■ Task objective: Put the lines of the entries below, from the line containing "Can you spot the metal" through the end of the entries, into a JSON list of strings with one string per line, leaving out blank lines.

■ Records to process:
——————

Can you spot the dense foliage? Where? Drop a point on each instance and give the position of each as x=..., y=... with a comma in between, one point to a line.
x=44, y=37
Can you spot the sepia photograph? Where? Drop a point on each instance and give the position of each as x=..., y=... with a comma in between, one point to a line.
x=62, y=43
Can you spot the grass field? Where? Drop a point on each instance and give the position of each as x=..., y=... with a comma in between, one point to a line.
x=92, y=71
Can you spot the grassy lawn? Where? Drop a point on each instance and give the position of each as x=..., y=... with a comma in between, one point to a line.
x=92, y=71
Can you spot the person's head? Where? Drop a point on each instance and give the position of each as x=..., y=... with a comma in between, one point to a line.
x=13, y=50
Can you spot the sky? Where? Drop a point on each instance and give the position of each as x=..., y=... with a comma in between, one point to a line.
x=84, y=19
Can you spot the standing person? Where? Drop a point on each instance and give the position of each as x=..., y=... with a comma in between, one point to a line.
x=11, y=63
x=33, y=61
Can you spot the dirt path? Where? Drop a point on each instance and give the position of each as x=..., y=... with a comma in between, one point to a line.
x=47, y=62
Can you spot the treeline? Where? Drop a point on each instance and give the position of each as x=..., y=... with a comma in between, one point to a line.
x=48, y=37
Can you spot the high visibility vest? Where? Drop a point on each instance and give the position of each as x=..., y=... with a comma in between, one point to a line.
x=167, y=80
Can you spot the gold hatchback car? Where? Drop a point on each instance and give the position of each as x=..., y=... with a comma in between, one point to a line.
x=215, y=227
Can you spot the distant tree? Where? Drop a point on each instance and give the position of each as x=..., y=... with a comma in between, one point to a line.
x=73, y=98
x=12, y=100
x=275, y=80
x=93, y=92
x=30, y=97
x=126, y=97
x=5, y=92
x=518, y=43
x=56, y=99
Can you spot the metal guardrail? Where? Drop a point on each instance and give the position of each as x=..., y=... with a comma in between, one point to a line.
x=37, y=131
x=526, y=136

——————

■ Worked answer:
[
  "Can you spot the metal guardrail? Where? Drop a point on each instance and give the position of each as x=..., y=... with a comma in between, one point to a line.",
  "x=37, y=131",
  "x=526, y=136"
]